(Natural-language object grounding data)

*-*-*

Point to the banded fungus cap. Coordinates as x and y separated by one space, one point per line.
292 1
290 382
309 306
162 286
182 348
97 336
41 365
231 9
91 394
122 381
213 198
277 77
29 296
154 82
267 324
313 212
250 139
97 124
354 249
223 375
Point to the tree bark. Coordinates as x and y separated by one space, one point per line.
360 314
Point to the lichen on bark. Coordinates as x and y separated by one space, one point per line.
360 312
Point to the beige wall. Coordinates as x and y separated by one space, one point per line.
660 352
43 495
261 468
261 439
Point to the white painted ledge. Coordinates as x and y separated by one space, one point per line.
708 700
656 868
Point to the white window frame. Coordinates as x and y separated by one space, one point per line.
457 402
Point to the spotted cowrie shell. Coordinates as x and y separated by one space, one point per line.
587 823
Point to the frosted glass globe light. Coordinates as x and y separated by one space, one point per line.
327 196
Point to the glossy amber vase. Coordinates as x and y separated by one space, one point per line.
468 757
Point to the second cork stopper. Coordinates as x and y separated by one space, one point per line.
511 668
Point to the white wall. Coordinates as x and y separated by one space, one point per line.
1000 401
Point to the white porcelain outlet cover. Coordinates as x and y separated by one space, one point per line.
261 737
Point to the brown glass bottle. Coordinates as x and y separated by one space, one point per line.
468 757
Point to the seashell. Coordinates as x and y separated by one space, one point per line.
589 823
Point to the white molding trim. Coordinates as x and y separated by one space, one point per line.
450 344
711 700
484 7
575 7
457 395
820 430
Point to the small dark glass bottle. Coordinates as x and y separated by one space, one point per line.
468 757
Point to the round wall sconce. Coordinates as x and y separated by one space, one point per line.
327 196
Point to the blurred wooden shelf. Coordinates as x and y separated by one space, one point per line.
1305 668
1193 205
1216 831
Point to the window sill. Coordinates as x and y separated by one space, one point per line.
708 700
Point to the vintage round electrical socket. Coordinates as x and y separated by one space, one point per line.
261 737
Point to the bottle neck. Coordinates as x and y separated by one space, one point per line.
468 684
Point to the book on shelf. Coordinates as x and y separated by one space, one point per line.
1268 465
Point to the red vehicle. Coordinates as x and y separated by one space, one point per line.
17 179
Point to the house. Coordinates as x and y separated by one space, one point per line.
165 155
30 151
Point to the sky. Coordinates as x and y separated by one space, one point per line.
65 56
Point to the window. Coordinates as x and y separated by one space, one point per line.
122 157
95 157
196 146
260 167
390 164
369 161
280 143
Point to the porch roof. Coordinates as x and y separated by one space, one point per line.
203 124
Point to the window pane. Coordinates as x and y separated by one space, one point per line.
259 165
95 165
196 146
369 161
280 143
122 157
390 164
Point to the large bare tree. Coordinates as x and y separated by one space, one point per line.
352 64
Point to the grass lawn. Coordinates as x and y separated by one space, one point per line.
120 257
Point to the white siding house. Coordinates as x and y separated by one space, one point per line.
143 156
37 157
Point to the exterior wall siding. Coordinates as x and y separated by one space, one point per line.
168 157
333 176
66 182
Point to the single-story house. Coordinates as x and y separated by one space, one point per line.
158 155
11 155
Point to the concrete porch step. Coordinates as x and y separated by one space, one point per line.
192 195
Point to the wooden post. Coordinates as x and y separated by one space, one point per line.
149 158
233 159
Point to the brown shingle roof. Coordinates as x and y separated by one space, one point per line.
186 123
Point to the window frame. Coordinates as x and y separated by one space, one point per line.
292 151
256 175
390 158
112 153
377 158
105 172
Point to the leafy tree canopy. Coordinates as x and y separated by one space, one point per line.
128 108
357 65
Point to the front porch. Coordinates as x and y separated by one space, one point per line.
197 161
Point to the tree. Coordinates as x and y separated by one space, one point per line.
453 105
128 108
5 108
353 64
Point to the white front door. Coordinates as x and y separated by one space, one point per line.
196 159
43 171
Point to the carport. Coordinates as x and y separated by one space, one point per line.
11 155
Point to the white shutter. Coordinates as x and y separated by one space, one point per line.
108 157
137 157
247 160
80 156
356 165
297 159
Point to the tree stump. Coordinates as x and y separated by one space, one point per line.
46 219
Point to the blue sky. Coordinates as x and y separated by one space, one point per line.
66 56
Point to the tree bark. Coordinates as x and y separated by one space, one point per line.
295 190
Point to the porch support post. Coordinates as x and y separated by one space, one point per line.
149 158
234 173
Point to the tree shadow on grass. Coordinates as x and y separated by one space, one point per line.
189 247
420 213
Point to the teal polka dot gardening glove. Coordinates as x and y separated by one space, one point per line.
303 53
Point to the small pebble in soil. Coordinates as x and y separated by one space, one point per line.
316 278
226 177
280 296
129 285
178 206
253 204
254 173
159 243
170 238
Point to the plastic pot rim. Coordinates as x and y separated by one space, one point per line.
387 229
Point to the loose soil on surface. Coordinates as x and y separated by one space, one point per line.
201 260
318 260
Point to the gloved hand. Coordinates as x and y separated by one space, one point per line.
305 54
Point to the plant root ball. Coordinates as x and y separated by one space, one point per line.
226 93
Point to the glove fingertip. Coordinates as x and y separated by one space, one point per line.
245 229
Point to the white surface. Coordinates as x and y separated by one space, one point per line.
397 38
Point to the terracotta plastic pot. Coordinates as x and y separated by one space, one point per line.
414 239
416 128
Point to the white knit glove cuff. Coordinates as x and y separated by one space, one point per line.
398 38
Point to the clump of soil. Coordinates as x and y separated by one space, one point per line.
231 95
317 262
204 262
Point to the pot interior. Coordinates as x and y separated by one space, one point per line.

*-*-*

- [Brief]: Your answer is the line containing "Point to the plant" plus every line after it through the end of the entries, given again exactly and alone.

- [Response area]:
Point to the plant root ball. Coordinates as x and y separated by one space, one point per line.
226 93
Point to the glove fingertip. Coordinates as x and y separated by one space, one point per line.
245 229
Point to the white surface. Coordinates as x and y separated by one space, one point per line.
397 38
Point to the terracotta plastic pot. Coordinates as x and y separated by one space, one point per line.
414 239
416 128
Point to the white knit glove cuff. Coordinates as x and y separated by one space, one point per line.
398 38
Point to the clump of soil. Coordinates as x and y separated by one space, one point per line.
231 95
317 262
204 262
Point to the pot interior. Coordinates as x and y separated by one space, one point per line.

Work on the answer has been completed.